# Exercise objective
Write out each record again exactly as it stands.

# Stored records

* Start *

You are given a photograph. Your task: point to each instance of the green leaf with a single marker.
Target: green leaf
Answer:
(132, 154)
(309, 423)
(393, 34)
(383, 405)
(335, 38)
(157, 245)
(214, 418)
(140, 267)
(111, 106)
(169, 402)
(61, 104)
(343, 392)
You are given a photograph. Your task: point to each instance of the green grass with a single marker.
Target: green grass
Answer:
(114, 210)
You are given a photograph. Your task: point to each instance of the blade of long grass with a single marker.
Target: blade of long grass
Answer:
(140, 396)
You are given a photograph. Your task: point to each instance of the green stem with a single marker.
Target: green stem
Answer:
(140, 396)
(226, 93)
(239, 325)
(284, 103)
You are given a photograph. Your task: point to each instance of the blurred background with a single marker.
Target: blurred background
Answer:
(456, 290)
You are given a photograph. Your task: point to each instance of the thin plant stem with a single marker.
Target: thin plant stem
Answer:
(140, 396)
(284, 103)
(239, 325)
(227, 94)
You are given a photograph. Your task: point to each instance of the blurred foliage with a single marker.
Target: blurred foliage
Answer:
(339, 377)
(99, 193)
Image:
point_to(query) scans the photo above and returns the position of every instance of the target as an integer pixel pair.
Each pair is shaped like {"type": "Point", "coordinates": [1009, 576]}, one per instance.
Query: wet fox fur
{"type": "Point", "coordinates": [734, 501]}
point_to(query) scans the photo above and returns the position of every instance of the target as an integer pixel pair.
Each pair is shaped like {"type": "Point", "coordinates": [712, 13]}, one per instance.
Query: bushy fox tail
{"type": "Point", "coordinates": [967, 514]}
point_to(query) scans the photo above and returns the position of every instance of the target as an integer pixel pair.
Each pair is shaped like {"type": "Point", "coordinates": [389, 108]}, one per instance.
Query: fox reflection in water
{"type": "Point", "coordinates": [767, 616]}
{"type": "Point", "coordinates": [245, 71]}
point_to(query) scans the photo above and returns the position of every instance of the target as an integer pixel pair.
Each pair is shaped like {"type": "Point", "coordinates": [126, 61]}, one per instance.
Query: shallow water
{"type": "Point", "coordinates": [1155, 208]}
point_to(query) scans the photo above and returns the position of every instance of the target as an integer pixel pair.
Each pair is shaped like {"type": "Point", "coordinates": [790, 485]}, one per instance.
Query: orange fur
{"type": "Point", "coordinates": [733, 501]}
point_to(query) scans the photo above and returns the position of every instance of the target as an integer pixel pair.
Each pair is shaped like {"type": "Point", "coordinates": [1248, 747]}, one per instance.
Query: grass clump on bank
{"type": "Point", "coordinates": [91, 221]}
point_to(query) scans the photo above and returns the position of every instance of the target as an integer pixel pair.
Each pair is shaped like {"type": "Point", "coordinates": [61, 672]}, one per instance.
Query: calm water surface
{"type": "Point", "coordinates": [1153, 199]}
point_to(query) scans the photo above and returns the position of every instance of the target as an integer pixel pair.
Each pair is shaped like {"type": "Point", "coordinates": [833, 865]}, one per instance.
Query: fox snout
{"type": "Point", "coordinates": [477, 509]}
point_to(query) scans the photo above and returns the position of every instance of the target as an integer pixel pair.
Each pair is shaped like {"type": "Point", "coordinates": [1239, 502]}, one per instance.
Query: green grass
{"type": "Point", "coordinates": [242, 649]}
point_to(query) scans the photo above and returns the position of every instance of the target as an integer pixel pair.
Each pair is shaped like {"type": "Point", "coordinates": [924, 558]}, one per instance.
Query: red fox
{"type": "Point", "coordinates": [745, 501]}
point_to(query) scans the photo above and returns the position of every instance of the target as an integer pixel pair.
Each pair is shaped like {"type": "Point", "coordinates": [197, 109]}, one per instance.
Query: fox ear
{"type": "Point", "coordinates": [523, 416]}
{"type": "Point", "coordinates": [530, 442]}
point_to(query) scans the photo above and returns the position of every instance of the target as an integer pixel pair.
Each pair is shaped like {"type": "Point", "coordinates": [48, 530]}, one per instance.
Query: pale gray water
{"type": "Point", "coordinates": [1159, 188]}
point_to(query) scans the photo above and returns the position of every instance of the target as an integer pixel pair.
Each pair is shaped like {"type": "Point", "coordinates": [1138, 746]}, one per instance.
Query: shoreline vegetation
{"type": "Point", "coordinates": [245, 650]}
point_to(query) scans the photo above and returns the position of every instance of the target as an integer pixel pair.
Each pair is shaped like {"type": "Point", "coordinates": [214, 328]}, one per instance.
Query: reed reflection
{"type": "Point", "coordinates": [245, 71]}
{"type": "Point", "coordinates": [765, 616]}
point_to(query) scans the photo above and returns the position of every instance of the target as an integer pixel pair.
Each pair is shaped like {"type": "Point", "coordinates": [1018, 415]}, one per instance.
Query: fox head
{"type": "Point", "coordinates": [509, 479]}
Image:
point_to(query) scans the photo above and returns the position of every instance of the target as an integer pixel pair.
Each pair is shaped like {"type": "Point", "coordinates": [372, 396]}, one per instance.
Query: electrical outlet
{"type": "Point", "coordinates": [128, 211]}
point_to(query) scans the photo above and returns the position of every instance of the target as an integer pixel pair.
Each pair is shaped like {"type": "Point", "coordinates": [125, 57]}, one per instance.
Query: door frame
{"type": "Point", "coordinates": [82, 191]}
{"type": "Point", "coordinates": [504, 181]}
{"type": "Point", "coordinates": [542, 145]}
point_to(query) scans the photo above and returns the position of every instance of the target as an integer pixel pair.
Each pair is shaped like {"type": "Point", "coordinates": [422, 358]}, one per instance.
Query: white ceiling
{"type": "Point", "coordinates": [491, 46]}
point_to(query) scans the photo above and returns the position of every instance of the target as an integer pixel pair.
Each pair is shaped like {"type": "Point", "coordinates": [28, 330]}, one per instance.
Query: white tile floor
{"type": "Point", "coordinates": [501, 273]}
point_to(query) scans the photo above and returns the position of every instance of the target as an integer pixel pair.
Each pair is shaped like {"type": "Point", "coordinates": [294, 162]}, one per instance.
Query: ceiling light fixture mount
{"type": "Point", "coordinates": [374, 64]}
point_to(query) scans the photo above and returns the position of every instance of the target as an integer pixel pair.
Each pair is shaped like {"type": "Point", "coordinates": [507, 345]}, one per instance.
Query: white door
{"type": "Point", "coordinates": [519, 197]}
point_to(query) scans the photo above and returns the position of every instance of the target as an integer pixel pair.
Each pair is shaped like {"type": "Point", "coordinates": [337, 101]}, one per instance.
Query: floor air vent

* End *

# Solution below
You are given a photograph. Your task: point to each instance of the green leaf with a single marker.
Target: green leaf
Answer:
(132, 154)
(309, 423)
(393, 34)
(383, 405)
(335, 38)
(157, 245)
(214, 418)
(140, 267)
(111, 106)
(169, 402)
(61, 104)
(343, 392)
You are given a photograph. Your task: point to each instance of the green grass with a single marker.
Target: green grass
Answer:
(114, 210)
You are given a photograph. Your task: point to each instance of the blade of long grass with a single marker.
Target: blade of long grass
Answer:
(140, 396)
You are given a photograph. Your task: point to each instance of the green stem with a single marker.
Target: green stem
Answer:
(140, 396)
(226, 93)
(239, 325)
(284, 103)
You are given a photograph. Your task: point to each instance of the blurred background with a single marker.
Target: blurred background
Answer:
(456, 290)
You are given a photograph. Your task: point to each instance of the thin plant stem with a single marker.
Target: thin plant stem
Answer:
(140, 396)
(284, 103)
(239, 325)
(227, 94)
You are given a photograph. Your task: point to each instance of the blurred foliage with a single marker.
Target: blurred foliage
Answer:
(339, 377)
(99, 193)
Image:
point_to(query) scans the photo above and returns the position of every instance of the target as an integer pixel pair.
Each pair is shaped like {"type": "Point", "coordinates": [1009, 576]}, one per instance.
Query: wet fox fur
{"type": "Point", "coordinates": [734, 501]}
point_to(query) scans the photo above and returns the position of every instance of the target as an integer pixel pair.
Each pair is shaped like {"type": "Point", "coordinates": [712, 13]}, one per instance.
Query: bushy fox tail
{"type": "Point", "coordinates": [967, 514]}
point_to(query) scans the photo above and returns the position of every instance of the target as an integer pixel pair.
Each pair is shaped like {"type": "Point", "coordinates": [389, 108]}, one per instance.
Query: fox reflection in water
{"type": "Point", "coordinates": [767, 616]}
{"type": "Point", "coordinates": [245, 71]}
point_to(query) scans the photo above and returns the position of every instance of the target as an integer pixel pair.
Each pair is shaped like {"type": "Point", "coordinates": [126, 61]}, one per instance.
Query: shallow water
{"type": "Point", "coordinates": [1155, 208]}
point_to(query) scans the photo above and returns the position of every instance of the target as an integer pixel pair.
Each pair is shaped like {"type": "Point", "coordinates": [790, 485]}, one per instance.
Query: orange fur
{"type": "Point", "coordinates": [733, 501]}
point_to(query) scans the photo above and returns the position of every instance of the target as an integer pixel pair.
Each pair is shaped like {"type": "Point", "coordinates": [1248, 747]}, one per instance.
Query: grass clump on bank
{"type": "Point", "coordinates": [91, 221]}
point_to(query) scans the photo above and returns the position of every instance of the target as an integer pixel pair.
Each pair is shaped like {"type": "Point", "coordinates": [61, 672]}, one per instance.
Query: calm water surface
{"type": "Point", "coordinates": [1153, 199]}
point_to(query) scans the photo above and returns the position of every instance of the target as an integer pixel pair.
Each pair is shaped like {"type": "Point", "coordinates": [833, 865]}, one per instance.
Query: fox snout
{"type": "Point", "coordinates": [477, 509]}
point_to(query) scans the photo above and returns the position of every instance of the target as an integer pixel pair.
Each pair is shaped like {"type": "Point", "coordinates": [1239, 502]}, one per instance.
Query: green grass
{"type": "Point", "coordinates": [242, 649]}
point_to(query) scans the photo above and returns the position of every instance of the target as an integer pixel pair.
Each pair is shaped like {"type": "Point", "coordinates": [924, 558]}, one per instance.
Query: red fox
{"type": "Point", "coordinates": [745, 501]}
point_to(query) scans the photo above and returns the position of every instance of the target as an integer pixel pair.
Each pair is shaped like {"type": "Point", "coordinates": [197, 109]}, one per instance.
Query: fox ear
{"type": "Point", "coordinates": [523, 416]}
{"type": "Point", "coordinates": [530, 442]}
point_to(query) scans the photo above and returns the position of every instance of the target as an integer pixel pair.
Each pair is shaped like {"type": "Point", "coordinates": [48, 530]}, one per instance.
Query: pale gray water
{"type": "Point", "coordinates": [1159, 188]}
point_to(query) scans the photo above and returns the position of every instance of the target as an integer pixel pair.
Each pair is shaped like {"type": "Point", "coordinates": [1138, 746]}, one per instance.
Query: shoreline vegetation
{"type": "Point", "coordinates": [245, 650]}
point_to(query) scans the photo above and returns the position of every instance of the target as an integer pixel pair.
Each pair is shaped like {"type": "Point", "coordinates": [214, 328]}, one per instance.
Query: reed reflection
{"type": "Point", "coordinates": [245, 71]}
{"type": "Point", "coordinates": [765, 616]}
point_to(query) scans the photo above and returns the position of every instance of the target as an integer pixel pair.
Each pair is shaped like {"type": "Point", "coordinates": [1018, 415]}, one per instance.
Query: fox head
{"type": "Point", "coordinates": [509, 479]}
Image:
point_to(query) scans the photo above and returns the position of every instance of the target as an integer pixel pair.
Each pair is shaped like {"type": "Point", "coordinates": [372, 396]}, one per instance.
Query: electrical outlet
{"type": "Point", "coordinates": [128, 211]}
point_to(query) scans the photo above and returns the position of every instance of the target as an integer pixel pair.
Each pair is shaped like {"type": "Point", "coordinates": [125, 57]}, one per instance.
Query: door frame
{"type": "Point", "coordinates": [82, 191]}
{"type": "Point", "coordinates": [504, 181]}
{"type": "Point", "coordinates": [542, 145]}
point_to(query) scans the photo above and returns the position of every instance of the target as an integer pixel pair.
Each pair is shaped like {"type": "Point", "coordinates": [422, 358]}, one per instance.
Query: white ceiling
{"type": "Point", "coordinates": [491, 46]}
point_to(query) scans the photo above and returns the position of every instance of the target as an integer pixel pair.
Each pair is shaped like {"type": "Point", "coordinates": [28, 330]}, one per instance.
Query: white tile floor
{"type": "Point", "coordinates": [501, 273]}
point_to(query) scans the photo above and returns the position of every instance of the target as an integer pixel pair.
Each pair is shaped like {"type": "Point", "coordinates": [294, 162]}, one per instance.
Query: ceiling light fixture mount
{"type": "Point", "coordinates": [374, 64]}
point_to(query) scans the photo above and returns the position of every instance of the target as an integer pixel pair.
Each pair is shaped like {"type": "Point", "coordinates": [507, 345]}, one per instance.
Query: white door
{"type": "Point", "coordinates": [519, 197]}
point_to(query) scans the photo above and returns the position of every instance of the target as an integer pixel pair.
Each pair is shaped like {"type": "Point", "coordinates": [337, 101]}, one per instance.
Query: floor air vent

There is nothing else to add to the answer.